Given passage:
^^^^

So last week I had back surgery. Yes it has been as fun as it sounds. What this mostly means is that I have been stuck horizontal for a week. Haven’t been able to wear glasses so not much reading beyond tweets & a few blog posts (Because of squinting I have a new permanent wrinkle. Sad.). But I had a crazy busy week before surgery and the few things I’ve read have hit me hard. Hours of laying here staring at the ceiling have caused a lot of reflection. My reflections started out so positive but are starting to turn into sadness & frustrations. So here is my brain dump:

Start out with the weekend before the surgery. I flew to St. Louis for two conferences (kinda). Saturday was EdCampSTL. What an amazing event. Bob Dillon and Chris McGee planned a great day full of learning and excited educators. I was in a lot of pain that day so spent most of the day “listening” and “watching”. I saw a lot of teachers get excited things going on in their schools and classroom. I loved hearing the sharing of what is working. Such a positive excitement. Plus I loved how teachers were sharing not just taking. Great day!

Even more positive was the environment Edcamp took place. It was held at Dr. Dillon’s school, Maplewood Richmond Heights MS (well and HS too, it’s all on one campus). Amazing school. Absolutely incredible. It kinda looked like school but there was something about it that just seemed happier, more comfortable. Yeah it was obvious learning took place there, but more obvious the right kind of learning was taking place. If you want to learn how schools are doing right, check them out. From sustainability mindset to expeditionary learning this is a real 21st century school and not just because it is 1:1.

^^^^

Exercise objective: Copy out the whole post about back surgery and EdCampSTL word for word. The data after the post isn't needed.

Source material:
^^^^

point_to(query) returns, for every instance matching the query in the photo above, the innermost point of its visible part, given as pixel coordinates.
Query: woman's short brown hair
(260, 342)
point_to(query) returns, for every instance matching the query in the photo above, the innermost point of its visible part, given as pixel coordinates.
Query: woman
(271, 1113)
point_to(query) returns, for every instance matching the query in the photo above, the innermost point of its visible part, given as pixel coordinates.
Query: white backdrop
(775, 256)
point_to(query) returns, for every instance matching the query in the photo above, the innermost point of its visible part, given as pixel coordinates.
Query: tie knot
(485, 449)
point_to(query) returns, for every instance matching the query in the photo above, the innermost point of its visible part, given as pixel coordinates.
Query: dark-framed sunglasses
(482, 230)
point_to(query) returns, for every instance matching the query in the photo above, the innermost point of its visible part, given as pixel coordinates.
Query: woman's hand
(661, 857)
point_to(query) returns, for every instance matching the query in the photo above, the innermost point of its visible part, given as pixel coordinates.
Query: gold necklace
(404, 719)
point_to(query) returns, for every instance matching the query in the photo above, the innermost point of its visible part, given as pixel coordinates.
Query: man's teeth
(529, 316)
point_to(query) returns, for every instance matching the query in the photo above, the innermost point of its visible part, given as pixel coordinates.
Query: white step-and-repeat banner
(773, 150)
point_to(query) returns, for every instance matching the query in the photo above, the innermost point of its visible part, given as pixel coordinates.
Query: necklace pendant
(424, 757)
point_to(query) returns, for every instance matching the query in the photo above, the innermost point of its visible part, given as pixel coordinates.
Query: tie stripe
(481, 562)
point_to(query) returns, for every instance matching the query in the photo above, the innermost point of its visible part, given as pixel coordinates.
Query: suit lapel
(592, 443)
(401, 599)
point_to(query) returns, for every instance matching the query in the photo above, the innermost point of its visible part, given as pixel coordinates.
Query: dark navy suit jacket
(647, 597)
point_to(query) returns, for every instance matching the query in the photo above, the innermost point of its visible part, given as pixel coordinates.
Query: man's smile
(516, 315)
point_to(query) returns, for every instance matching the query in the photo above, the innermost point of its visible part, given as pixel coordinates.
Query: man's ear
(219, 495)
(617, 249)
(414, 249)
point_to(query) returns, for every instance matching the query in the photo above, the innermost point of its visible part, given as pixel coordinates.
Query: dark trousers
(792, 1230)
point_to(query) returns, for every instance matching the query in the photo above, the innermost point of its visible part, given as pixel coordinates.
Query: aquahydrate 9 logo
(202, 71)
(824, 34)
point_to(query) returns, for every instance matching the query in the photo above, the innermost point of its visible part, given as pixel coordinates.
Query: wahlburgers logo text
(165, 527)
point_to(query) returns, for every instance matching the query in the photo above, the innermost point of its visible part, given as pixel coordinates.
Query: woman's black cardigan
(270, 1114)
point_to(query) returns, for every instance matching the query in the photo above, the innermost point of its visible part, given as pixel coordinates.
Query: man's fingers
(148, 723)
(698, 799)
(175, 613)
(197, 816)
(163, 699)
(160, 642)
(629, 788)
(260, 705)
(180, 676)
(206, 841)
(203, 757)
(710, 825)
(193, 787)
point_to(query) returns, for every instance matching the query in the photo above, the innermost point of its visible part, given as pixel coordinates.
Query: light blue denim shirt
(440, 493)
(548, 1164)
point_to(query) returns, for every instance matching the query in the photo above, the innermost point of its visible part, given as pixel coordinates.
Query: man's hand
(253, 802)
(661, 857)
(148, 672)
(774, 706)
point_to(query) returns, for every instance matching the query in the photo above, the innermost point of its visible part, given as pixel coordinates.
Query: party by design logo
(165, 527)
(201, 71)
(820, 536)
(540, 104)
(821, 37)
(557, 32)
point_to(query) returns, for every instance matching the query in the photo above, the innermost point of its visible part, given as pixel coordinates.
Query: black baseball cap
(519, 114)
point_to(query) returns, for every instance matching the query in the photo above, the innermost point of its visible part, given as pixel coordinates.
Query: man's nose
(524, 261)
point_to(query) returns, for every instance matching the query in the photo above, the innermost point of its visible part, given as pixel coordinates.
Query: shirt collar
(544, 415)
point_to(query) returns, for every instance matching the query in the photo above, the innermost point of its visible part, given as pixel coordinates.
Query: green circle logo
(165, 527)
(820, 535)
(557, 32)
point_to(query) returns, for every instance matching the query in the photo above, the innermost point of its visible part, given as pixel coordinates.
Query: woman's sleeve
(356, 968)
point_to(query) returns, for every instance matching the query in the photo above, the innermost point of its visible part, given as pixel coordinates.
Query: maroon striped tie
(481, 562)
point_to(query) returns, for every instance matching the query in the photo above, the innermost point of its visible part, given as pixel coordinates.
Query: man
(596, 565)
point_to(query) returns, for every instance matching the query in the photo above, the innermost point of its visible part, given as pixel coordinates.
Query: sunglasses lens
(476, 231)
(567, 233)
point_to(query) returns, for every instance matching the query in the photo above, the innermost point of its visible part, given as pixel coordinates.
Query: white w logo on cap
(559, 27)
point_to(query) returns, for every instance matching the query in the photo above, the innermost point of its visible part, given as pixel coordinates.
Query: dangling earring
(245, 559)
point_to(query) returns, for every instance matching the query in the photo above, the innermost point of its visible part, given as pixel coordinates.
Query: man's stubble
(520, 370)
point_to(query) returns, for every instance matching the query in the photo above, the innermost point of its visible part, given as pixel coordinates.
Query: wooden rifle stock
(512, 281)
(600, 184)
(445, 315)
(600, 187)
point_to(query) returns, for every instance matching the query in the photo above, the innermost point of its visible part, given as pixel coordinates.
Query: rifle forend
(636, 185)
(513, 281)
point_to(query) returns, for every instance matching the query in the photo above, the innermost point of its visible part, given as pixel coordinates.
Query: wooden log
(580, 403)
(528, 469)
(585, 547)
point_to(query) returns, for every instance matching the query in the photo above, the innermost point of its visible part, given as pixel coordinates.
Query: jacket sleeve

^^^^

Expected answer:
So last week I had back surgery. Yes it has been as fun as it sounds. What this mostly means is that I have been stuck horizontal for a week. Haven’t been able to wear glasses so not much reading beyond tweets & a few blog posts (Because of squinting I have a new permanent wrinkle. Sad.). But I had a crazy busy week before surgery and the few things I’ve read have hit me hard. Hours of laying here staring at the ceiling have caused a lot of reflection. My reflections started out so positive but are starting to turn into sadness & frustrations. So here is my brain dump:

Start out with the weekend before the surgery. I flew to St. Louis for two conferences (kinda). Saturday was EdCampSTL. What an amazing event. Bob Dillon and Chris McGee planned a great day full of learning and excited educators. I was in a lot of pain that day so spent most of the day “listening” and “watching”. I saw a lot of teachers get excited things going on in their schools and classroom. I loved hearing the sharing of what is working. Such a positive excitement. Plus I loved how teachers were sharing not just taking. Great day!

Even more positive was the environment Edcamp took place. It was held at Dr. Dillon’s school, Maplewood Richmond Heights MS (well and HS too, it’s all on one campus). Amazing school. Absolutely incredible. It kinda looked like school but there was something about it that just seemed happier, more comfortable. Yeah it was obvious learning took place there, but more obvious the right kind of learning was taking place. If you want to learn how schools are doing right, check them out. From sustainability mindset to expeditionary learning this is a real 21st century school and not just because it is 1:1.